- [Try it]: Would you please return the lines of the entries below starting at the line that has "Need: identify each instance of the license" and ending at the line that has "Target: dealership building", both included, exactly as they are?

++++ Data in this exercise

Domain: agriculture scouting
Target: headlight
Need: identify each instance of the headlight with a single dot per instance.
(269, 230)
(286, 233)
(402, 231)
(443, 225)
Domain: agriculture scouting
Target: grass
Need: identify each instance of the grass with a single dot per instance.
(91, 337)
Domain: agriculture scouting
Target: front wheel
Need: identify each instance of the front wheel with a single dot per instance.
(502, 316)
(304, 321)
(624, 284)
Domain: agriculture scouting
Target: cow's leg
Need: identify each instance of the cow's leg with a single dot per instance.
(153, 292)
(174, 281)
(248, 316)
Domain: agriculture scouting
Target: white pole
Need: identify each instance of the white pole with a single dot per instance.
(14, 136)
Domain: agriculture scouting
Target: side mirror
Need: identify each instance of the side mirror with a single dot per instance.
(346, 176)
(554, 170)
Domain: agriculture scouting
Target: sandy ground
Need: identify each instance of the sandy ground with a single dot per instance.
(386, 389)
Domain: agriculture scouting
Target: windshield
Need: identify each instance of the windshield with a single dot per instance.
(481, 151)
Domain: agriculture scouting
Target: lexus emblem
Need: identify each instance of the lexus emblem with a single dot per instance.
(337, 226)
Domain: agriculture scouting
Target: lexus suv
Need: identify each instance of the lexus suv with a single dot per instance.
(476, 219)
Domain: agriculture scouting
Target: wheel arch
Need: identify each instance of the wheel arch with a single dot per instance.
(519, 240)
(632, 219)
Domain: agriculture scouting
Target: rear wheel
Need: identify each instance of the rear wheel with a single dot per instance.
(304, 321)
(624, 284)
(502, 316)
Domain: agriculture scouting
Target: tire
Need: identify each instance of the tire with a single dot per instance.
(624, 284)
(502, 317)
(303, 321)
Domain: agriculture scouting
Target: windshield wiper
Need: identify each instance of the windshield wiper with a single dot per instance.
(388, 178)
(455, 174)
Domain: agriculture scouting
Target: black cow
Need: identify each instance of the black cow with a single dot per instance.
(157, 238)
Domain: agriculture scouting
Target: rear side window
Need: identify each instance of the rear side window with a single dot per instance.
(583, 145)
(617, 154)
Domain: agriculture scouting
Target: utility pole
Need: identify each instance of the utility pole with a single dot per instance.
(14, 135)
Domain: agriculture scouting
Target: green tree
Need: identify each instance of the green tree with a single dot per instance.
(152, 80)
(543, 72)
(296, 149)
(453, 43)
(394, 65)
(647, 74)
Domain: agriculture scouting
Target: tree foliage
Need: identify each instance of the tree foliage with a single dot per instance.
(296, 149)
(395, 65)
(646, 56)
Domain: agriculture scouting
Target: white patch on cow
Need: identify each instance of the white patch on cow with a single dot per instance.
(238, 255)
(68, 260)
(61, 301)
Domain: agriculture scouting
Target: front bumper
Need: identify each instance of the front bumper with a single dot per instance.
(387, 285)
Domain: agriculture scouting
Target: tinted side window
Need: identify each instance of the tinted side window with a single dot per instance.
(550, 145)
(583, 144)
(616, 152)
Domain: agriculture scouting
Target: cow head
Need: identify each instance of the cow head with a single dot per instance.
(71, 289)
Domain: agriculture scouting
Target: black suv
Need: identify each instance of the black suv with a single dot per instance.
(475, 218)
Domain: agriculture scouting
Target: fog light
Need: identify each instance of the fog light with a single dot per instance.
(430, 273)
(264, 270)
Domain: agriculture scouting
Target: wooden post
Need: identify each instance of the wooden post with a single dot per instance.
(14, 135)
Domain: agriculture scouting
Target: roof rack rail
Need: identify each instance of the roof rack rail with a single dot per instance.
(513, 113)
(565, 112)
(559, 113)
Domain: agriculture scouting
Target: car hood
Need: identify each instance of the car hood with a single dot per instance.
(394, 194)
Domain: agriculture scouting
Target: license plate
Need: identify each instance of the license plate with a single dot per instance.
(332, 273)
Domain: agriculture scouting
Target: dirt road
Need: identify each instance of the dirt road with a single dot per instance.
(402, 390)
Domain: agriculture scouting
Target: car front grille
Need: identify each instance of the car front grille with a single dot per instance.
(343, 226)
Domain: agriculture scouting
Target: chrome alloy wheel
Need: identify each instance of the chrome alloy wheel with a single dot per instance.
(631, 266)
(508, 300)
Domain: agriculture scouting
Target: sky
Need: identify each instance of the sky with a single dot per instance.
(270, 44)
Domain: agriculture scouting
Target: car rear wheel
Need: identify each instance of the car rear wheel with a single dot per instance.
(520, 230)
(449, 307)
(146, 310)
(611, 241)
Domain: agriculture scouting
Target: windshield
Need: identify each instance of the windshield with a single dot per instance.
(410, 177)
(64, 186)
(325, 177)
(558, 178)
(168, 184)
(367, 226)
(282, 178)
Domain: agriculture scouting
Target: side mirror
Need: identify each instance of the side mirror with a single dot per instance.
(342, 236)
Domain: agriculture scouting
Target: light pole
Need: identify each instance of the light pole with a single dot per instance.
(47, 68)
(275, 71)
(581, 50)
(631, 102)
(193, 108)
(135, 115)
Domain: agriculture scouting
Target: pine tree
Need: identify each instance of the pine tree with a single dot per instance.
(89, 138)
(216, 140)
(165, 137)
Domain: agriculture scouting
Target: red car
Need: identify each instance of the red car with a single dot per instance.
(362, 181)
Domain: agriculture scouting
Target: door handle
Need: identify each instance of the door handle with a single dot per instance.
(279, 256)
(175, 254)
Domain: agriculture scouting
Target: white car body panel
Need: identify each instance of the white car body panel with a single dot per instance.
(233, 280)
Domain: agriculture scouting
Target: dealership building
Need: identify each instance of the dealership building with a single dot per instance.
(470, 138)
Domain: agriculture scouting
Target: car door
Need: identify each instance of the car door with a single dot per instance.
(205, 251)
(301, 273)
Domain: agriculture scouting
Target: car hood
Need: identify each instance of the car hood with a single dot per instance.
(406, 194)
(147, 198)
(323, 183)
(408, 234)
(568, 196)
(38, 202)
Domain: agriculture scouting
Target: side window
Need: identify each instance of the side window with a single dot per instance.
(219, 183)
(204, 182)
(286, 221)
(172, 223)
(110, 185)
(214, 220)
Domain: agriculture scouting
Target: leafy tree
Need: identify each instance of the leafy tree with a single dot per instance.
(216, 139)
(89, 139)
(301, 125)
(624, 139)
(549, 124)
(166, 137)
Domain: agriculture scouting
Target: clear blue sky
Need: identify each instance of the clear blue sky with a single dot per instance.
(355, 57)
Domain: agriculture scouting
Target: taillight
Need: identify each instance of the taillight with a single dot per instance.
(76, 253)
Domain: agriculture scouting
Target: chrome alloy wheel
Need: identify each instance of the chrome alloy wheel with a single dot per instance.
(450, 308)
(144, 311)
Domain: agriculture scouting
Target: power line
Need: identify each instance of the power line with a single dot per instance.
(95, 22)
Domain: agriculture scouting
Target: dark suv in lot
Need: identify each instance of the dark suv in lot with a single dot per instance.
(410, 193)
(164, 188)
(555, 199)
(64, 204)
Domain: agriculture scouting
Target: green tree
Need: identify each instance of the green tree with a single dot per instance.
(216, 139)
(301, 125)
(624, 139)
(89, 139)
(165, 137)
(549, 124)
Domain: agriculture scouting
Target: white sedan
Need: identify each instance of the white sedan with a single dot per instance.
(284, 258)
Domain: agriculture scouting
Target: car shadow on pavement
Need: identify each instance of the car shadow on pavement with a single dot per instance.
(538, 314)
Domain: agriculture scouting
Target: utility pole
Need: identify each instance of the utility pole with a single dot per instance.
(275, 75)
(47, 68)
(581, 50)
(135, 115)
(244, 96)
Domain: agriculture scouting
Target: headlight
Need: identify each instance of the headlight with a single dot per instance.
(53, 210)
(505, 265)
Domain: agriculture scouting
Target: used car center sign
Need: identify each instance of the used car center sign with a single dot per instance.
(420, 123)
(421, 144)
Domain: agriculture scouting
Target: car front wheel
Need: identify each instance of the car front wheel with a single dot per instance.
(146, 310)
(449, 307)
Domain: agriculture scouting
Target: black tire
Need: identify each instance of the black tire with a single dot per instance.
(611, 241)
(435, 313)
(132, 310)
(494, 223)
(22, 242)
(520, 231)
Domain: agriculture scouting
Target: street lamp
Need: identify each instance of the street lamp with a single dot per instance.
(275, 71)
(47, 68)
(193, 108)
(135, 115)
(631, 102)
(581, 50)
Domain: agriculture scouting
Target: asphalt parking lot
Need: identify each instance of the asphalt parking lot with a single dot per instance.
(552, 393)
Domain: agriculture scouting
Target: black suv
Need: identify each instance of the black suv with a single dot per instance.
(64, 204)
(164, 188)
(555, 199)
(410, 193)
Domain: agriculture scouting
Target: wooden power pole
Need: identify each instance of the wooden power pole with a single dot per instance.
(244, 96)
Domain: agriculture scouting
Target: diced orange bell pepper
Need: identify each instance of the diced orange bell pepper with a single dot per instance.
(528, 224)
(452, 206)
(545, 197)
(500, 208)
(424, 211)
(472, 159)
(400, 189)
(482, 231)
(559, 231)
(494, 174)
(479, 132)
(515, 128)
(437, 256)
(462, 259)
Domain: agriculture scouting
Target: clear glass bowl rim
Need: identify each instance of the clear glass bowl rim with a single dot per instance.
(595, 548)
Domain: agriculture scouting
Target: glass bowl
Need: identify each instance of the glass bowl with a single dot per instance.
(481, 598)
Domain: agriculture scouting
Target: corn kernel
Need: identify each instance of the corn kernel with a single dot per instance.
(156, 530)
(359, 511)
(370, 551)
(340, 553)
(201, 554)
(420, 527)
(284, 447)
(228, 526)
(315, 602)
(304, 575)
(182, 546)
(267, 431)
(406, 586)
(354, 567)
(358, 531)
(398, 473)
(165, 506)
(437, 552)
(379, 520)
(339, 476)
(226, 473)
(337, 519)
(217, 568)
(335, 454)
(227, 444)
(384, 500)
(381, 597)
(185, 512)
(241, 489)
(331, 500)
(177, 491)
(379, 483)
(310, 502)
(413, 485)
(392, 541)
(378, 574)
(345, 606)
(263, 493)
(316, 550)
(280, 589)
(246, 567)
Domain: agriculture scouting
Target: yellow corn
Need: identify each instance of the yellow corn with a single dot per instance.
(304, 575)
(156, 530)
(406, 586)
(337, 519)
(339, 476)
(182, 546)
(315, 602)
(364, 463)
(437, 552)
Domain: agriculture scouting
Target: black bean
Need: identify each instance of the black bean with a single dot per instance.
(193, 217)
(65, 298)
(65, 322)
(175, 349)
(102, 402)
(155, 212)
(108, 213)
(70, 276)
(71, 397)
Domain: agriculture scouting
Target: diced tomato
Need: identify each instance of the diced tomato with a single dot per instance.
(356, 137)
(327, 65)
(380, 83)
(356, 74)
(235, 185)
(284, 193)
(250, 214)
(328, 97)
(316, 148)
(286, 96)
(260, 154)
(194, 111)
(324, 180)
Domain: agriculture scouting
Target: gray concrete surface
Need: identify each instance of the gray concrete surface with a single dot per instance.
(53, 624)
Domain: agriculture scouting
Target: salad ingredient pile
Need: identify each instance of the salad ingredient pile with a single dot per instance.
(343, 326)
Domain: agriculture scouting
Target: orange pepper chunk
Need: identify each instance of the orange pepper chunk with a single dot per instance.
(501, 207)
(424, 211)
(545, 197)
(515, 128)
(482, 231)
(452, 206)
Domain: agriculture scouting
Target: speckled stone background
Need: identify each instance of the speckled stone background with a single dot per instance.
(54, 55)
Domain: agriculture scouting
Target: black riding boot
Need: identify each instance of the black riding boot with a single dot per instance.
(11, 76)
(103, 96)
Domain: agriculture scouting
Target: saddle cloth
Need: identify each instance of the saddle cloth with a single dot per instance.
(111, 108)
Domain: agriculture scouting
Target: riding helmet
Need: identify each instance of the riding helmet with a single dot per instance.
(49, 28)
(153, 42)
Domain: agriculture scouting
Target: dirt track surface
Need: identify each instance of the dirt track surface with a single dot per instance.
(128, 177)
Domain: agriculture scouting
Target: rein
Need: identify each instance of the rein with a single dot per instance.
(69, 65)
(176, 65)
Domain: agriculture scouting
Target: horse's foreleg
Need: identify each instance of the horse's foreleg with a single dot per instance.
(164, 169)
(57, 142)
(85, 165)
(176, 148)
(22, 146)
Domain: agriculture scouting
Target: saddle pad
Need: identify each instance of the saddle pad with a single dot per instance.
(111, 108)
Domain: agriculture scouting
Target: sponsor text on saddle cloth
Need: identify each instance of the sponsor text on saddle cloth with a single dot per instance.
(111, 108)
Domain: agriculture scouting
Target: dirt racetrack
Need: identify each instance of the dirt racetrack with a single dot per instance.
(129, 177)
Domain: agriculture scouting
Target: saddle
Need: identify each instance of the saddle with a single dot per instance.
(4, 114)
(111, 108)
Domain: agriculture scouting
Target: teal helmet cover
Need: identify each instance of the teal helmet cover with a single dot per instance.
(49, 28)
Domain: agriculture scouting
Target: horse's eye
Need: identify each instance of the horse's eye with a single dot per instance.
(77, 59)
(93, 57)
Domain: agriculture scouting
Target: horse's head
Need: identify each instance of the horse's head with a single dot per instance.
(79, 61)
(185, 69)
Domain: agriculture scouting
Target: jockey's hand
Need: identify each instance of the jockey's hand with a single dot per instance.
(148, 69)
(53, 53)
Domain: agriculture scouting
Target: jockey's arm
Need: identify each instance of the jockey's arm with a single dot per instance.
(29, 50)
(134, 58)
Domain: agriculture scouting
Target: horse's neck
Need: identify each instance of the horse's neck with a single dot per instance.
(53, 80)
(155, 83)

++++++++

- [Task response]:
Need: identify each instance of the license plate with a single dot per instance.
(332, 273)
Domain: agriculture scouting
Target: dirt road
Need: identify each instance of the dirt road with a single dot per instance.
(402, 390)
Domain: agriculture scouting
Target: car front grille
Need: identify each instance of the car front grille with a single dot per instance.
(343, 226)
Domain: agriculture scouting
Target: chrome alloy wheel
Need: identify each instance of the chrome alloy wheel with a single dot per instance.
(631, 266)
(508, 300)
Domain: agriculture scouting
Target: sky
Need: identify each instance of the sky with a single dot per instance.
(270, 44)
Domain: agriculture scouting
Target: car rear wheel
Need: identify each instance of the car rear wheel with a single dot per instance.
(520, 230)
(449, 307)
(146, 310)
(611, 241)
Domain: agriculture scouting
Target: windshield
Need: identify each instance of the windshield with a single dot per instance.
(410, 177)
(64, 186)
(325, 177)
(558, 178)
(168, 184)
(367, 226)
(282, 178)
Domain: agriculture scouting
Target: side mirror
Need: identify each instance of the side mirror with a single dot per instance.
(342, 236)
Domain: agriculture scouting
Target: light pole
Need: identify each instance of the light pole with a single dot per instance.
(47, 68)
(275, 71)
(581, 50)
(631, 102)
(193, 108)
(135, 115)
Domain: agriculture scouting
Target: pine tree
Need: identify each instance of the pine tree with a single dot per instance.
(89, 138)
(216, 140)
(165, 137)
Domain: agriculture scouting
Target: red car
Need: identify each instance of the red car with a single dot per instance.
(362, 181)
Domain: agriculture scouting
Target: door handle
Need: identify each instance of the door handle with a single dot per instance.
(279, 256)
(175, 254)
Domain: agriculture scouting
Target: white car body panel
Need: identify each instance of the white car body panel with a single dot per instance.
(233, 280)
Domain: agriculture scouting
Target: dealership building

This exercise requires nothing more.